Pittosporum kirkii is endemic to New Zealand and has a known restricted geographical range in the North Island, extending from Karikari Peninsula and Mangōnui in the Northland Region and south of the Whanganui River (in the Manawatū-Whanganui region) and west to Mount Taranaki. P. kirkii is also found on some of the North Island's offshore islands such as Great Barrier Island and Little Barrier Island. P. kirkii has an estimated mean altitude range of 50–1116 m above sea level.

Pittosporum kirkii is naturally not present in the Taupō Volcanic Zone, because the environmental conditions are unfavourable; though, the vegetation composition has been significantly impacted by the extensive ecological disturbance brought about by the 186 AD eruption in Taupō. P. kirkiis natural habitat is in dense forest usually growing near (or on) other plants in suitable sites with limited browsing animals, it can also be observed to be found on visible rock and rubble slopes.

==Ecology==
It is unclear what the specific pollinators of P. kirkii are, though the flowers are likely entomophilous, as they have unspecialised structures and are small in size. In the cross-pollination of its flowers, flies likely dominant in the area, because as they were observed on the leaves of P. kirkii individuals. The fruit of P. kirkii and other endemic Pittosporum species, are consumed by introduced brushtail possums (an invasive species in New Zealand).

[DATA LISTING]

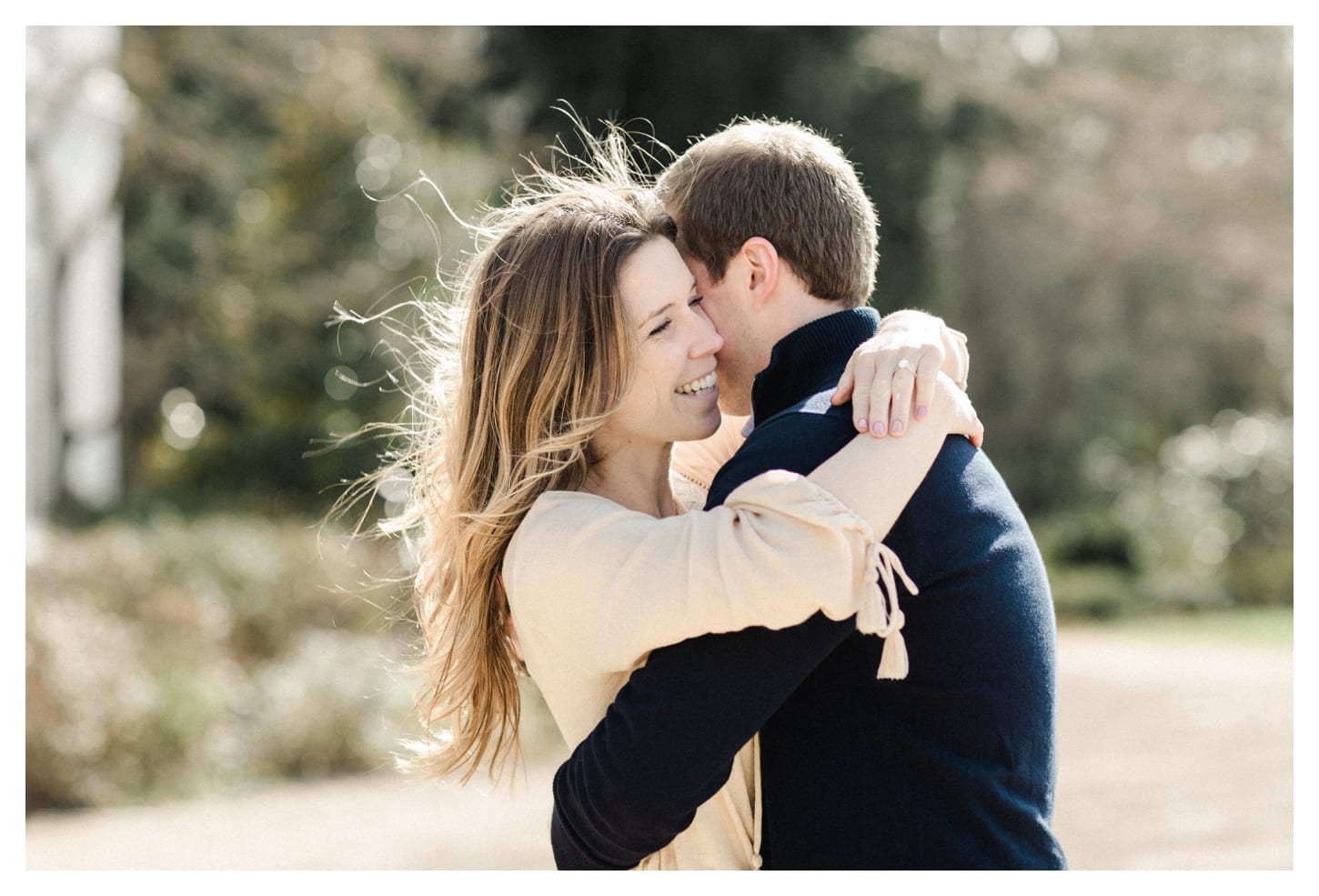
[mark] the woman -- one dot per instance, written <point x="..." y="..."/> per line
<point x="582" y="355"/>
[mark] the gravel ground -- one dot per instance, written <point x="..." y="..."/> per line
<point x="1175" y="754"/>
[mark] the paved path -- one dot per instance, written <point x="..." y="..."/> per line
<point x="1174" y="754"/>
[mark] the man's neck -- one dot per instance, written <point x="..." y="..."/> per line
<point x="811" y="357"/>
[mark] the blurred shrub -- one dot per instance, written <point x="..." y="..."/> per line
<point x="1206" y="523"/>
<point x="178" y="656"/>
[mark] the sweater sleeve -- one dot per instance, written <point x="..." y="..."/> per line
<point x="607" y="585"/>
<point x="668" y="740"/>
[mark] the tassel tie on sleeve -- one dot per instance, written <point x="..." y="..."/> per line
<point x="880" y="612"/>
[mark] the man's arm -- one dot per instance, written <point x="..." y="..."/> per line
<point x="668" y="741"/>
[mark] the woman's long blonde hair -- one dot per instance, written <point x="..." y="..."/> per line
<point x="522" y="371"/>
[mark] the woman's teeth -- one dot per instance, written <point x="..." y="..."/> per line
<point x="705" y="383"/>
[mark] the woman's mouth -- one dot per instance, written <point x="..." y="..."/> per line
<point x="698" y="386"/>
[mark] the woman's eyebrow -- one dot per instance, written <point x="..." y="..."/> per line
<point x="656" y="313"/>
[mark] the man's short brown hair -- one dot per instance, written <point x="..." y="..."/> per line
<point x="786" y="184"/>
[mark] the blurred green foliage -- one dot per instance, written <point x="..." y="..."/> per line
<point x="184" y="656"/>
<point x="1105" y="213"/>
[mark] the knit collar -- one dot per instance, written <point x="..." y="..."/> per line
<point x="811" y="359"/>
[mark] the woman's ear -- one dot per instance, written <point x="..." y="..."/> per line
<point x="762" y="268"/>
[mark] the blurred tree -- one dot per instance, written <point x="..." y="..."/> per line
<point x="248" y="222"/>
<point x="680" y="84"/>
<point x="1107" y="213"/>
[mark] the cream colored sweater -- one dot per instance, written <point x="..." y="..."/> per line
<point x="594" y="588"/>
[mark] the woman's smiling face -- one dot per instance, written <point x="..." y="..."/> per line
<point x="673" y="395"/>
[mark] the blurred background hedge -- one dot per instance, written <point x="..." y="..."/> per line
<point x="1105" y="211"/>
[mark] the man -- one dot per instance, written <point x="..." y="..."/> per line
<point x="951" y="767"/>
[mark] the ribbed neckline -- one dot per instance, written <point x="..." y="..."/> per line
<point x="811" y="359"/>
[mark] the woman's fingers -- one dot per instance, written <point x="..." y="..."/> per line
<point x="902" y="388"/>
<point x="926" y="377"/>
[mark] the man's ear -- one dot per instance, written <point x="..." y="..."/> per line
<point x="762" y="269"/>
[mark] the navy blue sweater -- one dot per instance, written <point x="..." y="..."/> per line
<point x="952" y="767"/>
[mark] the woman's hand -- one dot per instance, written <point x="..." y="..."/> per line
<point x="891" y="377"/>
<point x="954" y="408"/>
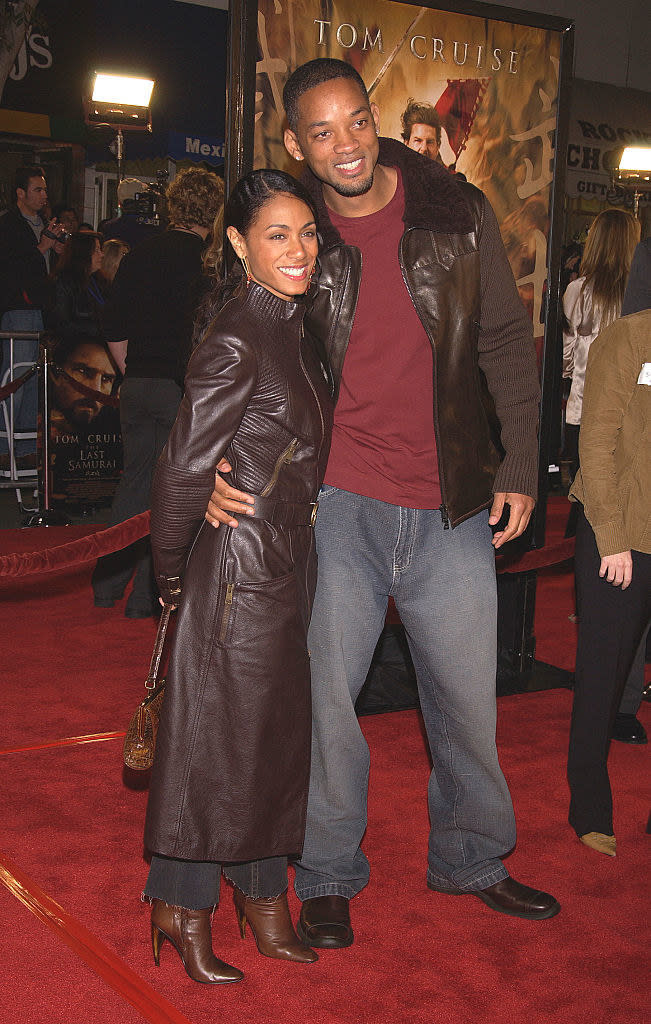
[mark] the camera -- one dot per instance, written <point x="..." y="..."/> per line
<point x="62" y="237"/>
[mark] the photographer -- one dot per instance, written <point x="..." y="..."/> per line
<point x="26" y="249"/>
<point x="148" y="326"/>
<point x="78" y="296"/>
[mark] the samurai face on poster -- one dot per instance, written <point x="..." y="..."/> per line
<point x="477" y="94"/>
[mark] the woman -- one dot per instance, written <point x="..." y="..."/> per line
<point x="593" y="301"/>
<point x="79" y="300"/>
<point x="148" y="326"/>
<point x="612" y="559"/>
<point x="113" y="253"/>
<point x="229" y="782"/>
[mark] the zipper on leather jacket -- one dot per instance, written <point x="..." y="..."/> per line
<point x="225" y="615"/>
<point x="284" y="459"/>
<point x="441" y="477"/>
<point x="313" y="390"/>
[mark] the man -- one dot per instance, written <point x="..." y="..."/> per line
<point x="411" y="264"/>
<point x="67" y="215"/>
<point x="88" y="363"/>
<point x="148" y="326"/>
<point x="26" y="249"/>
<point x="422" y="129"/>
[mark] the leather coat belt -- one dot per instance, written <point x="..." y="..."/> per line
<point x="285" y="513"/>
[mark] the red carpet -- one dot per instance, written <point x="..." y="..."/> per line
<point x="72" y="830"/>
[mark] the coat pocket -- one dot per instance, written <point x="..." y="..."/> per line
<point x="260" y="610"/>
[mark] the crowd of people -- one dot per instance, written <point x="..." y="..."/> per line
<point x="293" y="491"/>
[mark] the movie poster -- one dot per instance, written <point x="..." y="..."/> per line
<point x="85" y="442"/>
<point x="493" y="83"/>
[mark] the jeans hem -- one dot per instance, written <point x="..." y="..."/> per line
<point x="483" y="881"/>
<point x="256" y="895"/>
<point x="328" y="889"/>
<point x="146" y="897"/>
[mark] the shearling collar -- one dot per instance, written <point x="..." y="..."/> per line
<point x="433" y="199"/>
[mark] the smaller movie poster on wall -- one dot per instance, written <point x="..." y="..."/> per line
<point x="85" y="442"/>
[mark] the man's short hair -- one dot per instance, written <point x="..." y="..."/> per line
<point x="23" y="175"/>
<point x="310" y="75"/>
<point x="194" y="197"/>
<point x="420" y="114"/>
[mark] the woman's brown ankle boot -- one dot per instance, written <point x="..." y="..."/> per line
<point x="272" y="928"/>
<point x="189" y="933"/>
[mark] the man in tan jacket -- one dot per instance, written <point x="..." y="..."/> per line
<point x="612" y="559"/>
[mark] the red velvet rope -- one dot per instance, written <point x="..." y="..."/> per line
<point x="86" y="549"/>
<point x="13" y="385"/>
<point x="540" y="558"/>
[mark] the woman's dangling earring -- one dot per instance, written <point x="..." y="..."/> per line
<point x="246" y="269"/>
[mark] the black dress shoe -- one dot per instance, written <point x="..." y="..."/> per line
<point x="628" y="729"/>
<point x="511" y="897"/>
<point x="324" y="923"/>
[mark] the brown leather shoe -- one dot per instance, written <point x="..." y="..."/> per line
<point x="324" y="923"/>
<point x="271" y="927"/>
<point x="189" y="933"/>
<point x="511" y="897"/>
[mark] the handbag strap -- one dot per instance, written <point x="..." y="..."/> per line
<point x="155" y="665"/>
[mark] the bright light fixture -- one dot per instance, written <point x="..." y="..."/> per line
<point x="122" y="89"/>
<point x="636" y="158"/>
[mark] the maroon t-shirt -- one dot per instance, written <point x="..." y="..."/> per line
<point x="383" y="437"/>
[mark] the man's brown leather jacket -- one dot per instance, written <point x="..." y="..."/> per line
<point x="457" y="271"/>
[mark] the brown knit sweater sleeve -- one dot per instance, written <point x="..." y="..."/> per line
<point x="507" y="356"/>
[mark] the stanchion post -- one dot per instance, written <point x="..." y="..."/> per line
<point x="46" y="516"/>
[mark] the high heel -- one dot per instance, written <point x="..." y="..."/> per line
<point x="601" y="843"/>
<point x="189" y="933"/>
<point x="271" y="927"/>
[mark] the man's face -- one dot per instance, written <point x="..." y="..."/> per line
<point x="423" y="139"/>
<point x="69" y="220"/>
<point x="337" y="135"/>
<point x="33" y="199"/>
<point x="88" y="364"/>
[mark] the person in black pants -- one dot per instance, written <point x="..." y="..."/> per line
<point x="148" y="327"/>
<point x="612" y="559"/>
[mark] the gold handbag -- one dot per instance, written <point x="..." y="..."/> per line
<point x="139" y="742"/>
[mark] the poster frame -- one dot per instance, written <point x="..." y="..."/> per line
<point x="241" y="90"/>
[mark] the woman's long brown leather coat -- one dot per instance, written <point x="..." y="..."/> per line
<point x="231" y="770"/>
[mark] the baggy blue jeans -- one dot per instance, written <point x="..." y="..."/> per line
<point x="443" y="585"/>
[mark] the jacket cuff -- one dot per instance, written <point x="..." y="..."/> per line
<point x="611" y="538"/>
<point x="170" y="589"/>
<point x="518" y="474"/>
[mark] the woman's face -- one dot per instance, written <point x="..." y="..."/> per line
<point x="95" y="259"/>
<point x="280" y="246"/>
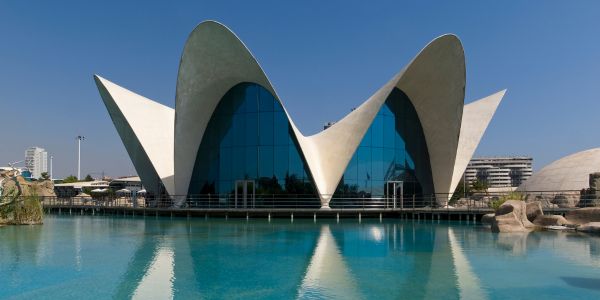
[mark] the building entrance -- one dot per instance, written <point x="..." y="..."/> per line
<point x="245" y="194"/>
<point x="394" y="194"/>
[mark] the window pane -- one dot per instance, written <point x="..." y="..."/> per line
<point x="377" y="132"/>
<point x="251" y="165"/>
<point x="251" y="98"/>
<point x="281" y="129"/>
<point x="265" y="167"/>
<point x="266" y="128"/>
<point x="251" y="129"/>
<point x="281" y="161"/>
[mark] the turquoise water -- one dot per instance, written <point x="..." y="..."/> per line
<point x="92" y="257"/>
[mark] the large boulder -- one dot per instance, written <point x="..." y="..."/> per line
<point x="584" y="215"/>
<point x="591" y="227"/>
<point x="534" y="209"/>
<point x="487" y="219"/>
<point x="551" y="220"/>
<point x="566" y="200"/>
<point x="511" y="216"/>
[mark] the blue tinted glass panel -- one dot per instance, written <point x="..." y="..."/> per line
<point x="249" y="138"/>
<point x="393" y="149"/>
<point x="266" y="128"/>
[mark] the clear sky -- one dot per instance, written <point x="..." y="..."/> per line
<point x="323" y="57"/>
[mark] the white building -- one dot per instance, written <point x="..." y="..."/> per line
<point x="36" y="161"/>
<point x="499" y="172"/>
<point x="229" y="133"/>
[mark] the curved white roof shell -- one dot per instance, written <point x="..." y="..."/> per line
<point x="214" y="60"/>
<point x="570" y="173"/>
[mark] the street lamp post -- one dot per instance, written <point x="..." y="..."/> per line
<point x="79" y="139"/>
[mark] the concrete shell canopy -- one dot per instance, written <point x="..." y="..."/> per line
<point x="570" y="173"/>
<point x="214" y="60"/>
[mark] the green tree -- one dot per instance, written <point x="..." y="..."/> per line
<point x="70" y="179"/>
<point x="479" y="185"/>
<point x="44" y="176"/>
<point x="462" y="190"/>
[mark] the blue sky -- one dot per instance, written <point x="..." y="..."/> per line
<point x="323" y="57"/>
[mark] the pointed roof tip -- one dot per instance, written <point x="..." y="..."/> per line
<point x="209" y="23"/>
<point x="447" y="36"/>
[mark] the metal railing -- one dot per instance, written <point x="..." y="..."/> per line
<point x="556" y="200"/>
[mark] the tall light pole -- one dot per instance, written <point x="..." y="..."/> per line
<point x="79" y="139"/>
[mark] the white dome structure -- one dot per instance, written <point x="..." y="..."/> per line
<point x="229" y="130"/>
<point x="570" y="173"/>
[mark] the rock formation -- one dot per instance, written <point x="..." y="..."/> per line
<point x="511" y="216"/>
<point x="591" y="227"/>
<point x="534" y="209"/>
<point x="551" y="220"/>
<point x="487" y="219"/>
<point x="584" y="215"/>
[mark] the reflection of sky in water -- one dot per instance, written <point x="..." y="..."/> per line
<point x="97" y="257"/>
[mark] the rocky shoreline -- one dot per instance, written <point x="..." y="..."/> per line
<point x="520" y="216"/>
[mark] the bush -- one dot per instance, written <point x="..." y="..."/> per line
<point x="20" y="210"/>
<point x="495" y="204"/>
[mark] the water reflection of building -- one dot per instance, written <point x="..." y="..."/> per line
<point x="232" y="131"/>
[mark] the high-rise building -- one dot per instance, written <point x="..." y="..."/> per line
<point x="499" y="172"/>
<point x="36" y="161"/>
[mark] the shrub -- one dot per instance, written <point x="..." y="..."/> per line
<point x="495" y="204"/>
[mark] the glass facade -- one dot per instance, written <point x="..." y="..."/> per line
<point x="250" y="138"/>
<point x="393" y="149"/>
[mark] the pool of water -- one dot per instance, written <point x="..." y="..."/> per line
<point x="75" y="257"/>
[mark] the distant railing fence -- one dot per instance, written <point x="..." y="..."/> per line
<point x="474" y="201"/>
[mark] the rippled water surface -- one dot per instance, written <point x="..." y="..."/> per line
<point x="87" y="257"/>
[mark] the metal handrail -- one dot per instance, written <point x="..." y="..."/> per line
<point x="474" y="202"/>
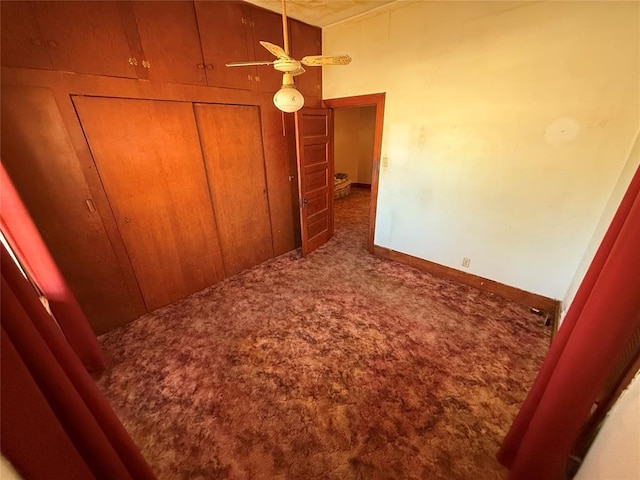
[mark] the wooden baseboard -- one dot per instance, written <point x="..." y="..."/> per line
<point x="547" y="305"/>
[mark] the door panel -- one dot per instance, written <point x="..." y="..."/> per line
<point x="149" y="159"/>
<point x="314" y="132"/>
<point x="225" y="38"/>
<point x="22" y="45"/>
<point x="169" y="36"/>
<point x="278" y="132"/>
<point x="232" y="147"/>
<point x="42" y="163"/>
<point x="85" y="37"/>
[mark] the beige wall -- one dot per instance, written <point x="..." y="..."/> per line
<point x="354" y="130"/>
<point x="507" y="127"/>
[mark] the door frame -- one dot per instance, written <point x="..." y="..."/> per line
<point x="376" y="100"/>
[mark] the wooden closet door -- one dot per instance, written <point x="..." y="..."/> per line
<point x="42" y="163"/>
<point x="149" y="159"/>
<point x="232" y="146"/>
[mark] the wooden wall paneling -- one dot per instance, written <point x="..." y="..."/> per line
<point x="39" y="157"/>
<point x="307" y="40"/>
<point x="267" y="26"/>
<point x="281" y="170"/>
<point x="225" y="38"/>
<point x="149" y="159"/>
<point x="232" y="147"/>
<point x="22" y="44"/>
<point x="169" y="35"/>
<point x="85" y="37"/>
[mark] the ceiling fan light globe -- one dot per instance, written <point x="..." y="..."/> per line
<point x="288" y="99"/>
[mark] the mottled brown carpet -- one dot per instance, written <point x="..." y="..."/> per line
<point x="339" y="365"/>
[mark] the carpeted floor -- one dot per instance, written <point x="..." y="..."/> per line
<point x="338" y="365"/>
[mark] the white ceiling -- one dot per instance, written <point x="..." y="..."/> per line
<point x="321" y="12"/>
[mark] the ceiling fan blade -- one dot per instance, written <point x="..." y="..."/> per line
<point x="319" y="60"/>
<point x="275" y="50"/>
<point x="247" y="64"/>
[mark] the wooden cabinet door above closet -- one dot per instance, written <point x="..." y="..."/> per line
<point x="85" y="37"/>
<point x="225" y="37"/>
<point x="22" y="44"/>
<point x="149" y="158"/>
<point x="169" y="36"/>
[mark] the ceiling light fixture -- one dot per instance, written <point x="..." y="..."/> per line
<point x="288" y="98"/>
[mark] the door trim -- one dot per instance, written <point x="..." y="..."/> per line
<point x="375" y="100"/>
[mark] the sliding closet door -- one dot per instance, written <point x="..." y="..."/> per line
<point x="231" y="140"/>
<point x="148" y="156"/>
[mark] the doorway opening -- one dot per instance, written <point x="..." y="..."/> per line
<point x="357" y="129"/>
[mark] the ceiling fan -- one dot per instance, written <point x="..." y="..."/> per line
<point x="288" y="98"/>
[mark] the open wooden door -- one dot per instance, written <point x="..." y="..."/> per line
<point x="314" y="142"/>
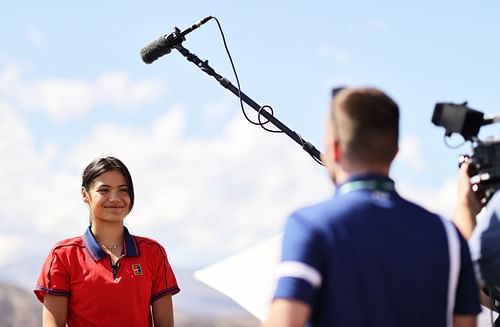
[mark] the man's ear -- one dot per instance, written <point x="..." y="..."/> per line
<point x="337" y="151"/>
<point x="85" y="195"/>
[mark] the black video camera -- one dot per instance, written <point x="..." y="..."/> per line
<point x="484" y="163"/>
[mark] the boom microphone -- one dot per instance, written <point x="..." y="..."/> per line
<point x="164" y="44"/>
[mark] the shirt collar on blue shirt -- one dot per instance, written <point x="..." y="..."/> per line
<point x="130" y="248"/>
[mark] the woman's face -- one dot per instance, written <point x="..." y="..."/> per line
<point x="108" y="197"/>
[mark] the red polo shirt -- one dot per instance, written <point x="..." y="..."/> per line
<point x="103" y="295"/>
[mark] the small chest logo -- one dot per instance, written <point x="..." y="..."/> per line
<point x="137" y="269"/>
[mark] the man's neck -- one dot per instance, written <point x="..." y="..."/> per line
<point x="343" y="175"/>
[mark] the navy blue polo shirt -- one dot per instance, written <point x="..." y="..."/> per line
<point x="368" y="257"/>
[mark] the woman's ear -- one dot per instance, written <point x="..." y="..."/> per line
<point x="85" y="195"/>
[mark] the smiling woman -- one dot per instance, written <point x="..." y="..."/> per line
<point x="107" y="276"/>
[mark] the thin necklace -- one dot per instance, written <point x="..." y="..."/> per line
<point x="111" y="247"/>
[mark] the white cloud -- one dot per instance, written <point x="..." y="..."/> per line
<point x="9" y="245"/>
<point x="36" y="37"/>
<point x="339" y="56"/>
<point x="440" y="199"/>
<point x="64" y="99"/>
<point x="371" y="26"/>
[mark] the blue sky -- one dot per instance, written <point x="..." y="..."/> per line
<point x="73" y="87"/>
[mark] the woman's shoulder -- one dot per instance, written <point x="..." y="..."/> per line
<point x="146" y="240"/>
<point x="76" y="241"/>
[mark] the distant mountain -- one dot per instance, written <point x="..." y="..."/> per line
<point x="18" y="307"/>
<point x="195" y="306"/>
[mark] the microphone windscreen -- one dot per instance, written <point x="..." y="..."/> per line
<point x="155" y="50"/>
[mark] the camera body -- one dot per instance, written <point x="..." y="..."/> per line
<point x="484" y="163"/>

[REQUIRED TASKS]
1. Quote the Pittosporum kirkii text word for word, starting at the words "Pittosporum kirkii is endemic" and ending after the words "above sea level.".
2. Decide whether each statement agrees with the Pittosporum kirkii text: (a) P. kirkii grows naturally in the Taupō Volcanic Zone; (b) P. kirkii occurs on Great Barrier Island; (c) brushtail possums eat the fruit of P. kirkii. For each, answer yes or no and quote the words of the text that settle it.
3. Turn the paragraph of the Pittosporum kirkii text that begins "Pittosporum kirkii is endemic to New Zealand" into a short list that keeps its main facts.
The material has no connection to the Pittosporum kirkii text.

[SOLUTIONS TO THE PROBLEMS]
1.
Pittosporum kirkii is endemic to New Zealand and has a known restricted geographical range in the North Island, extending from Karikari Peninsula and Mangōnui in the Northland Region and south of the Whanganui River (in the Manawatū-Whanganui region) and west to Mount Taranaki. P. kirkii is also found on some of the North Island's offshore islands such as Great Barrier Island and Little Barrier Island. P. kirkii has an estimated mean altitude range of 50–1116 m above sea level.

2.
(a) No: "Pittosporum kirkii is naturally not present in the Taupō Volcanic Zone"
(b) Yes: "P. kirkii is also found on some of the North Island's offshore islands such as Great Barrier Island and Little Barrier Island."
(c) Yes: "The fruit of P. kirkii and other endemic Pittosporum species, are consumed by introduced brushtail possums"

3.
- Endemic to New Zealand, with a restricted range in the North Island
- Range extends from Karikari Peninsula and Mangōnui (Northland Region), south of the Whanganui River (Manawatū-Whanganui region), and west to Mount Taranaki
- Also found on offshore islands such as Great Barrier Island and Little Barrier Island
- Estimated mean altitude range: 50–1116 m above sea level